> _WHAT THIS TASK INVOLVES_
Put the lines from the first line of the rows through the line containing "--target=tree branch", both ends included, into a JSON list of strings with one string per line. Leave out blank lines.
## begin
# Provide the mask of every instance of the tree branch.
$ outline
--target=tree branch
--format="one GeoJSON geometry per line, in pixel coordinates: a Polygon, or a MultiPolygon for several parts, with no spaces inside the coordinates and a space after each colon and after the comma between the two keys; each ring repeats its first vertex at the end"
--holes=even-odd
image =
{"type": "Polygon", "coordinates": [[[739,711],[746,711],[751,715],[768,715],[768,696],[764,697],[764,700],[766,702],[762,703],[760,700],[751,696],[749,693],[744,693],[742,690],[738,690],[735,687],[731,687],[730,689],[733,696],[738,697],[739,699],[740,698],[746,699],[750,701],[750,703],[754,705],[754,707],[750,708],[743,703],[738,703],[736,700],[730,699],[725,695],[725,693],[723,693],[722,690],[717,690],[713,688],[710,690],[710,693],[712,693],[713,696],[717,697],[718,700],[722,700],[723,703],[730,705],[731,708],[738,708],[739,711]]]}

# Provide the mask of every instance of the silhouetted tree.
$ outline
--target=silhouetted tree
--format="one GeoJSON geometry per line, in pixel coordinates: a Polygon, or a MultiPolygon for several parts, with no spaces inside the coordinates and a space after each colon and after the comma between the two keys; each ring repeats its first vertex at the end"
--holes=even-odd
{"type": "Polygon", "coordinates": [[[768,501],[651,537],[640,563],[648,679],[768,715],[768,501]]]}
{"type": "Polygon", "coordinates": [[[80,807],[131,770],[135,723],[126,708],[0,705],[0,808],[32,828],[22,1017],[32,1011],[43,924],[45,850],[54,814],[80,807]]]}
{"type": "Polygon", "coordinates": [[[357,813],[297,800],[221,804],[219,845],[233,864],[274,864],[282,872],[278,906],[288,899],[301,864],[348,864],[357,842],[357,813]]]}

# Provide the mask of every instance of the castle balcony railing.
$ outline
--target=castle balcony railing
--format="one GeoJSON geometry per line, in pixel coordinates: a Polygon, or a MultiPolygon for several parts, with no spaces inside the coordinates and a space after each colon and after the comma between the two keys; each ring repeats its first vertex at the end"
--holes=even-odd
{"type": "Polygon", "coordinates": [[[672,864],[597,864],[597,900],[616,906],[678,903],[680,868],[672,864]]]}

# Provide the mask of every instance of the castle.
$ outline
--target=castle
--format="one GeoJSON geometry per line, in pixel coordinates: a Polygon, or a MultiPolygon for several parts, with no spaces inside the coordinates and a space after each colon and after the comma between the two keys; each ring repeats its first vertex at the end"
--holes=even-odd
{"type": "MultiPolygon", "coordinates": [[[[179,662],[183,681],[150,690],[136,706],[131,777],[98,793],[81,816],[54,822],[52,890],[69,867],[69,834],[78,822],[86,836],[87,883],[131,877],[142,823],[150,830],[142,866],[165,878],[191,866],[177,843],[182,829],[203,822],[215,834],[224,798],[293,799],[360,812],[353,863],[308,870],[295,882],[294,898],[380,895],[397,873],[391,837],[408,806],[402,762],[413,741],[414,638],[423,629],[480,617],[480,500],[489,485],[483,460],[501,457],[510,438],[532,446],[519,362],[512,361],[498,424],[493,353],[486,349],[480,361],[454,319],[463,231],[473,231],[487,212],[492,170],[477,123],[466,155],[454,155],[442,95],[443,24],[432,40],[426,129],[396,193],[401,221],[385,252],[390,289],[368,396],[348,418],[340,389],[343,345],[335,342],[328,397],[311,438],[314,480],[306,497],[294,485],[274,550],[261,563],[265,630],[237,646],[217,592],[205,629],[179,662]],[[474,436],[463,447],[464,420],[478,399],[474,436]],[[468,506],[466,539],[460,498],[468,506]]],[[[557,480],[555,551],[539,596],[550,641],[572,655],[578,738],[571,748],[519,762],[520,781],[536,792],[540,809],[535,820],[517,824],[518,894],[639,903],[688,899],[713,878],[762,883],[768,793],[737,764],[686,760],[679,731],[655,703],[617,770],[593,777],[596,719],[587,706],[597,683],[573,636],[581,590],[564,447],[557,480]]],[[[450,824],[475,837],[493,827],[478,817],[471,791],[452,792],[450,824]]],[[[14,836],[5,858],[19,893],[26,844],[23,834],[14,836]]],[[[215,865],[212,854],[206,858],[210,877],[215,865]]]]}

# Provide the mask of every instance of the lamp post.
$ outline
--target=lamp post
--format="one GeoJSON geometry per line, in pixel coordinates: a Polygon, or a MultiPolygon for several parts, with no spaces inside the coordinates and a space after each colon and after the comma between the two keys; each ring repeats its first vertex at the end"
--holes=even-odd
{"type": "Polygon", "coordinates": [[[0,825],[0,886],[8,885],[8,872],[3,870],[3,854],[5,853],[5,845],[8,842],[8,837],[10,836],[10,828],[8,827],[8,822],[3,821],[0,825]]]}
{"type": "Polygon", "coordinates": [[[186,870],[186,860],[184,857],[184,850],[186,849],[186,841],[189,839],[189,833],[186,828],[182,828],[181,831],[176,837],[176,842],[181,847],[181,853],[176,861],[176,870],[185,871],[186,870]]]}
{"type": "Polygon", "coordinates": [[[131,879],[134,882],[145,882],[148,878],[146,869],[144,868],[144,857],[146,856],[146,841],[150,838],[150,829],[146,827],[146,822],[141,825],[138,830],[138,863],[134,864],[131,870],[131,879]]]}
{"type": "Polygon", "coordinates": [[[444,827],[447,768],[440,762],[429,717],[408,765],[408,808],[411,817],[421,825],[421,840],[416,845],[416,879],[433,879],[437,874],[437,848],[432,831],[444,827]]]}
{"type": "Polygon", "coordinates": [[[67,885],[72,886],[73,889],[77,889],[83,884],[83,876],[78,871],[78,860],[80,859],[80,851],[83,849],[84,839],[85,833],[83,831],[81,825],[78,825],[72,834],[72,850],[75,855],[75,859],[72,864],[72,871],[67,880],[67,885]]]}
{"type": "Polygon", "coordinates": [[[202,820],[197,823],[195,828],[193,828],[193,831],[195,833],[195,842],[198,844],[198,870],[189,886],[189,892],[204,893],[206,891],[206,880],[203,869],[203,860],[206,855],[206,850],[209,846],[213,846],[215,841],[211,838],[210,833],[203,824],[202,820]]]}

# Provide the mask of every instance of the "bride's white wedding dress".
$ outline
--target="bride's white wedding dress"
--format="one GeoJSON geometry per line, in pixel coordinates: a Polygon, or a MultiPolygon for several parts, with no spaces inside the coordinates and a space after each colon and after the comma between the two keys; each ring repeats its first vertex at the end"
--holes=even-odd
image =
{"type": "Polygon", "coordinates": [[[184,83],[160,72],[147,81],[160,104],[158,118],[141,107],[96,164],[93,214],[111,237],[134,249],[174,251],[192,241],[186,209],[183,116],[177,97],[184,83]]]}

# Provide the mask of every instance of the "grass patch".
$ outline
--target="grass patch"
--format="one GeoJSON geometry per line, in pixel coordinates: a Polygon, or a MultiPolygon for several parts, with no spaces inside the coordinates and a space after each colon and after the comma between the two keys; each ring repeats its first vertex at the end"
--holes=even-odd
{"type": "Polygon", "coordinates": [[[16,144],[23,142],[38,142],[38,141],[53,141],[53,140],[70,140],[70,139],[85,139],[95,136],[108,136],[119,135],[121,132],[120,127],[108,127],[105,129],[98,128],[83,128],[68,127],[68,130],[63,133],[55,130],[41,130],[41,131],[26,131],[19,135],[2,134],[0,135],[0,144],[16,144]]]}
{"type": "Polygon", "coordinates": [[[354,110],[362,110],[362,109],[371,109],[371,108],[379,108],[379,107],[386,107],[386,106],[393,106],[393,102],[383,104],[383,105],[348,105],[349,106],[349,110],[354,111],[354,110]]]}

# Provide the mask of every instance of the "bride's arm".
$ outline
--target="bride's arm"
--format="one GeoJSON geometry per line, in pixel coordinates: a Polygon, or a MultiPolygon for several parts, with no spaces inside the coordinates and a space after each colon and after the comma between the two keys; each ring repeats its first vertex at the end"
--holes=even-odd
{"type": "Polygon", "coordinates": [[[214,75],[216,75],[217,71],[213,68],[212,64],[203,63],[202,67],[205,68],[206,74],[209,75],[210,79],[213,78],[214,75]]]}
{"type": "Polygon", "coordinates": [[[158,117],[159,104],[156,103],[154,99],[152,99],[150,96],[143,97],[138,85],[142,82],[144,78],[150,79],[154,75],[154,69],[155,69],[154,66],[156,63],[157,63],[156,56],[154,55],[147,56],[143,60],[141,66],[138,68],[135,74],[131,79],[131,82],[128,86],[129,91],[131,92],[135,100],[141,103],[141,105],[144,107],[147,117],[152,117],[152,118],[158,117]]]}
## end
> _SOLVED PROBLEM_
[
  "# Provide the mask of every instance of the tree branch.",
  "$ outline",
  "--target=tree branch"
]